PROBLEM DETAILS
Swap "marker" for "point" in the records from the line with "Each instance of the bee's head" to the line with "[[220, 97]]", and return only those lines with nothing else changed.

RECORDS SUPPLIED
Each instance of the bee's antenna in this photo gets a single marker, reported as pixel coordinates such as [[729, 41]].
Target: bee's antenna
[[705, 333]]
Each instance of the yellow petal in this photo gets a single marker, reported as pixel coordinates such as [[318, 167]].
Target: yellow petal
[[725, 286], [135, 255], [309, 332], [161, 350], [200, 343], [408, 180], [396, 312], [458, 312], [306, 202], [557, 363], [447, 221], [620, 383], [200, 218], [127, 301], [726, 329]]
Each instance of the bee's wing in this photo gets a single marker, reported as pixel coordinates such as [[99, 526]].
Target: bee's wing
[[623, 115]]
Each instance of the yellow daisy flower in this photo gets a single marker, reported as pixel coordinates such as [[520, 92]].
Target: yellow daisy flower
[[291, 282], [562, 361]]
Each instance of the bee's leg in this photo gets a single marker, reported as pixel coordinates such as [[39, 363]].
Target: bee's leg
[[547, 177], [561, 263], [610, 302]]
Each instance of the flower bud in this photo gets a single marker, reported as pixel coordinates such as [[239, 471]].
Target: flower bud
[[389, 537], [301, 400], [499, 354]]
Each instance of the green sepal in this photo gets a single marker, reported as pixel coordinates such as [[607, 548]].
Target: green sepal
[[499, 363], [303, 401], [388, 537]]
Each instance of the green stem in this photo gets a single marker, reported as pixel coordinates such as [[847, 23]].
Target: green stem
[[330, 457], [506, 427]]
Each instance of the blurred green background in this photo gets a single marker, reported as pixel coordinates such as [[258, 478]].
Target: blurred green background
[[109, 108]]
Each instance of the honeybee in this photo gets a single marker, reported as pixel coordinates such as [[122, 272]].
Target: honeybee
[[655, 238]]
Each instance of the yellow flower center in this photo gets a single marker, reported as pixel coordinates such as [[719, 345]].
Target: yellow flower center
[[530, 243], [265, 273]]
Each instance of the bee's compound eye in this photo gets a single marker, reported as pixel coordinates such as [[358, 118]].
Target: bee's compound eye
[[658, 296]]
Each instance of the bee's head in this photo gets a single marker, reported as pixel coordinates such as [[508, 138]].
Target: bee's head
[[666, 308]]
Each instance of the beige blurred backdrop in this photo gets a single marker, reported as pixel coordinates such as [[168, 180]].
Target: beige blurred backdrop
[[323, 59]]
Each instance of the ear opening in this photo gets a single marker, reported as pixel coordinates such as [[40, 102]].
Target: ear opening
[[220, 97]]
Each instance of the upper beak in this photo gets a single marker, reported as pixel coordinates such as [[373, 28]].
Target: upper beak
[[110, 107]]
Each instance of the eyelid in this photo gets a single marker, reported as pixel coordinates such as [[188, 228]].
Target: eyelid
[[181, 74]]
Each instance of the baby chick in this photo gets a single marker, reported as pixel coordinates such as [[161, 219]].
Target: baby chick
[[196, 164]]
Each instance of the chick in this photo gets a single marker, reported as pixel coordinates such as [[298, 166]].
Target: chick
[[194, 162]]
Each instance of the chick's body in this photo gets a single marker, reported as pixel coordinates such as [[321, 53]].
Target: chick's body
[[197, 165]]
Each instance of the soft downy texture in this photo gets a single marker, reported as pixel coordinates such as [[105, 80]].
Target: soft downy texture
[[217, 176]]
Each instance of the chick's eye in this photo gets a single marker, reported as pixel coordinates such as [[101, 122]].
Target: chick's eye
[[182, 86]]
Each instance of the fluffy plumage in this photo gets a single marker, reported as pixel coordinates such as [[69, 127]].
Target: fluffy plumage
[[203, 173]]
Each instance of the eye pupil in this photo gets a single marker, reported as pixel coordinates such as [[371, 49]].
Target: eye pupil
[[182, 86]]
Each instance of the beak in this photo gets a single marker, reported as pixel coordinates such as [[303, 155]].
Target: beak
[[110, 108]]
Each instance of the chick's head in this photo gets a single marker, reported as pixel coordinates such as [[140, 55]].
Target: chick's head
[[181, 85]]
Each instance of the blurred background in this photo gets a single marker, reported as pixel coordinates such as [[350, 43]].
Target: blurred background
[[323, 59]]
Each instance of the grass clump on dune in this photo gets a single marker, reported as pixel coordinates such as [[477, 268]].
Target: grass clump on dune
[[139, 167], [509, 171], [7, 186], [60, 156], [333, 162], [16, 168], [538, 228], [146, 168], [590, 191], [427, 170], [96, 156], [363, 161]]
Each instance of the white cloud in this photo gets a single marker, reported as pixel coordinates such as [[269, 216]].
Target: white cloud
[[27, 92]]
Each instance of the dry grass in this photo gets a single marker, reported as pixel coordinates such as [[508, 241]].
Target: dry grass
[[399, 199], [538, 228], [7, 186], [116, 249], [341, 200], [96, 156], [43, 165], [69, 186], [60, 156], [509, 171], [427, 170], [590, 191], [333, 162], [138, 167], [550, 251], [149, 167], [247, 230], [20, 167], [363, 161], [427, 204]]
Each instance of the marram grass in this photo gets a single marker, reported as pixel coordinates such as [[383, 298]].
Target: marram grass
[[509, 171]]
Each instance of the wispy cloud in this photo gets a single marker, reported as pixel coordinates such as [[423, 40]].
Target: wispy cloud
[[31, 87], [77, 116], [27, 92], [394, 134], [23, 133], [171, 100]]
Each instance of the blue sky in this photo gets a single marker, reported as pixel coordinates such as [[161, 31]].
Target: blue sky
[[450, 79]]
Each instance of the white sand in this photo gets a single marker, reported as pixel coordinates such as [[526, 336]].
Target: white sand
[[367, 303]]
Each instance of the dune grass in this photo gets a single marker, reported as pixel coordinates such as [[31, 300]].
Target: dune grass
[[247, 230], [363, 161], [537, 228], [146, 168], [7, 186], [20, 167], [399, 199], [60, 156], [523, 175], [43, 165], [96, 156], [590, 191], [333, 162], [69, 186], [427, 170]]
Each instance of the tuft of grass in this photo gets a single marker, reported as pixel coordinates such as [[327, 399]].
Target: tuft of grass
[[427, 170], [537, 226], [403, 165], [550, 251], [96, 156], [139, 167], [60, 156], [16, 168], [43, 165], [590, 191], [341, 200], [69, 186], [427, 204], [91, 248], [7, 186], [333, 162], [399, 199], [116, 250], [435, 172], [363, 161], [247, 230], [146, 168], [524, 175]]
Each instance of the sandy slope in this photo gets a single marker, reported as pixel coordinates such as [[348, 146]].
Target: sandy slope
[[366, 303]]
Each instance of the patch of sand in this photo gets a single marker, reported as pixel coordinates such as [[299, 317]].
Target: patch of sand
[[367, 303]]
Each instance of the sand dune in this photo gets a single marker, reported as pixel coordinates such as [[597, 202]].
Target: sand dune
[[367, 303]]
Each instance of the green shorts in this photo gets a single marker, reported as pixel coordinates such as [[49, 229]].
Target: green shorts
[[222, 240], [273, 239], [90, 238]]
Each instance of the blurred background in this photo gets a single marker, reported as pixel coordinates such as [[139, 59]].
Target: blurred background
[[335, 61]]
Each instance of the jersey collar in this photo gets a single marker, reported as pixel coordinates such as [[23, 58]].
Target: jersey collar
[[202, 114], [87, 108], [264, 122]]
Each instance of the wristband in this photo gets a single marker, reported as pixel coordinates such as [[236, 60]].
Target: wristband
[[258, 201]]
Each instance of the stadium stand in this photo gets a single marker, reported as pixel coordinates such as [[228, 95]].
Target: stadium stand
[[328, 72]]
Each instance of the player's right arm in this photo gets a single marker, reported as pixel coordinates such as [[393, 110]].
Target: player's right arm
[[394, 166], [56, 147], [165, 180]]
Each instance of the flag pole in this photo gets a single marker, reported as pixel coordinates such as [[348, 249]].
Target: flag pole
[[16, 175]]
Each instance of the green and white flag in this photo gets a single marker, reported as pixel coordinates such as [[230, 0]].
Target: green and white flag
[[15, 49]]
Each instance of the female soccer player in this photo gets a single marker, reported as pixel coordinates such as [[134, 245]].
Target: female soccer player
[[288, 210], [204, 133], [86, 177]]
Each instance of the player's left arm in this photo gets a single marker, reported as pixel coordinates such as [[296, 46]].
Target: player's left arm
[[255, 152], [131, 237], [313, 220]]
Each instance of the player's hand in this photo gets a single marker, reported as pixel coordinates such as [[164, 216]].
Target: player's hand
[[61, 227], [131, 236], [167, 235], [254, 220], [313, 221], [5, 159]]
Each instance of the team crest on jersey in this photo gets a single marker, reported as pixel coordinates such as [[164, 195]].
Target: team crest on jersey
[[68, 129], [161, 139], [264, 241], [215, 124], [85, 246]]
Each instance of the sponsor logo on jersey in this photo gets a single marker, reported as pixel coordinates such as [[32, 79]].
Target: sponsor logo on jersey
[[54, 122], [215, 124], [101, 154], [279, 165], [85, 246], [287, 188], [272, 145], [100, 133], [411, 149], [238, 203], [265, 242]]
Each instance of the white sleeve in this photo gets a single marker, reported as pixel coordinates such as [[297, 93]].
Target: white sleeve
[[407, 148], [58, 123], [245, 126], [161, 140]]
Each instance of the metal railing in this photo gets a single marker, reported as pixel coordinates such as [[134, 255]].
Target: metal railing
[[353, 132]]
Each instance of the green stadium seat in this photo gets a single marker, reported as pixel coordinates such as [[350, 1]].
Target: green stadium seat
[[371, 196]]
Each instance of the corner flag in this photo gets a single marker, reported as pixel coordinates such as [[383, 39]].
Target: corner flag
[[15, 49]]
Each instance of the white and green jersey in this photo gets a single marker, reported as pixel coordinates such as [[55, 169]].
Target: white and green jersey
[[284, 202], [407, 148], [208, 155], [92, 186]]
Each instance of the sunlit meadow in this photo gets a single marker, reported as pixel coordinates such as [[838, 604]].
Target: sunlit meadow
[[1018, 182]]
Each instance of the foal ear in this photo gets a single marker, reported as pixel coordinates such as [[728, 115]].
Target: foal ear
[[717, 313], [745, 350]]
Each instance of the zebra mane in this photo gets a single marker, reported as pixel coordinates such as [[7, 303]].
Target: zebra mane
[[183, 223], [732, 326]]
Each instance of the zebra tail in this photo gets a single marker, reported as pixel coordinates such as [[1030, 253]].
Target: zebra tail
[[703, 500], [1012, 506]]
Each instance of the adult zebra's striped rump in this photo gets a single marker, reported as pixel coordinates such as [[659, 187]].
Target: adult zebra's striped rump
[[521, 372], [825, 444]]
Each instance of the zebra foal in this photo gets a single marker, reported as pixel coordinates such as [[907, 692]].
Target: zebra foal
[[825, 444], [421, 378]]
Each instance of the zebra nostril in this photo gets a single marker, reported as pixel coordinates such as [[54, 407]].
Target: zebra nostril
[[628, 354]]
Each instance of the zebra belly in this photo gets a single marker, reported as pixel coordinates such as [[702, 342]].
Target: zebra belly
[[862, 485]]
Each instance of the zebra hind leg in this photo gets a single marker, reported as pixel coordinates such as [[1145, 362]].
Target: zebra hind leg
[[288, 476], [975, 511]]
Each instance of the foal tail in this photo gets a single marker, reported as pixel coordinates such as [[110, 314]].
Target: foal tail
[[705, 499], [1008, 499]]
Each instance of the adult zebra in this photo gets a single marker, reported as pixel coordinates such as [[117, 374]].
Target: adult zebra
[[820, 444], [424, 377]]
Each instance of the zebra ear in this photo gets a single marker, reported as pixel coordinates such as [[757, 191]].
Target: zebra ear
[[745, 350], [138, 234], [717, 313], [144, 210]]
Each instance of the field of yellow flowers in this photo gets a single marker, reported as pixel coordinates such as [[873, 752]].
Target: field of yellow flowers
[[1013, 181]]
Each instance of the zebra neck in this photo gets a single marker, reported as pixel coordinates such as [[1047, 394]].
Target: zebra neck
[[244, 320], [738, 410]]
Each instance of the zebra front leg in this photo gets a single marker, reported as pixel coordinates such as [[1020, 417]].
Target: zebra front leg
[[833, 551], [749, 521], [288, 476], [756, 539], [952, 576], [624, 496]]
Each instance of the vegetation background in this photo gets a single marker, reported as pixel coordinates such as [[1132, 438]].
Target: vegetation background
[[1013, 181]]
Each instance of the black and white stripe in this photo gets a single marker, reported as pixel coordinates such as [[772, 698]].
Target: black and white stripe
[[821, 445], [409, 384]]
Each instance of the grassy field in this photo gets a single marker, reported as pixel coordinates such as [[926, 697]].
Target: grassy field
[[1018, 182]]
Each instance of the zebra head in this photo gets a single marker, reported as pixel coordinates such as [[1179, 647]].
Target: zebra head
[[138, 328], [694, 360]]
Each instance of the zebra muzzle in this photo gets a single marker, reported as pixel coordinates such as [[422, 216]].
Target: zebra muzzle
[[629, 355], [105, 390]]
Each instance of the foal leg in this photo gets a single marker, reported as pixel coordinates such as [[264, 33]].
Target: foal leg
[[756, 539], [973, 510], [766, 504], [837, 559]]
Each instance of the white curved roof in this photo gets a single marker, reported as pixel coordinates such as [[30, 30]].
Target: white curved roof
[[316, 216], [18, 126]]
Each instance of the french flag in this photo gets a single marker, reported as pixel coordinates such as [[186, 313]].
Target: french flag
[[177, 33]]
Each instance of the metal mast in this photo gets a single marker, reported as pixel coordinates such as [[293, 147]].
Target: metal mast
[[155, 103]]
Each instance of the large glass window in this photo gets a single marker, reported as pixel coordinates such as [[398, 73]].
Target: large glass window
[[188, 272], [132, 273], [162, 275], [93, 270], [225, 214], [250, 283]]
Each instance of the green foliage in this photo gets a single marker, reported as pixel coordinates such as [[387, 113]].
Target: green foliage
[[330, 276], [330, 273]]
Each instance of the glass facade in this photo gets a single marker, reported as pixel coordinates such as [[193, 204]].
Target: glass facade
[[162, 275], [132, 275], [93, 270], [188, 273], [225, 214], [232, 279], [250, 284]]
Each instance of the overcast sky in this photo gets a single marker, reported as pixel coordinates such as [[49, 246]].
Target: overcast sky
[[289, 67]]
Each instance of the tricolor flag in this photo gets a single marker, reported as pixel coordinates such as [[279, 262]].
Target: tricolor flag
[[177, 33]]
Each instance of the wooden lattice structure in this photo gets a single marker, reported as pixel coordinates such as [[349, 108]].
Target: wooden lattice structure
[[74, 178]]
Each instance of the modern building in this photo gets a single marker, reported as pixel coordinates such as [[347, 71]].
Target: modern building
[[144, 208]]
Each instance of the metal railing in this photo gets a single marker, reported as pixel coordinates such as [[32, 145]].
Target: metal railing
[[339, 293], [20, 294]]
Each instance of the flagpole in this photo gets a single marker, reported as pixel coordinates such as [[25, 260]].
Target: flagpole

RESPONSE TO THE EXERCISE
Each instance of the bee's head in this photo gets a single point, reported as pixel coordinates such as [[508, 138]].
Target: bee's head
[[666, 308]]
Each instance of the beige blurred backdrop in this photo gets a single point, reported as pixel coordinates such as [[168, 180]].
Target: beige blurred backdrop
[[323, 59]]
Each instance of the ear opening in this photo gets a single point, reported as pixel coordinates such as [[40, 102]].
Target: ear opening
[[220, 97]]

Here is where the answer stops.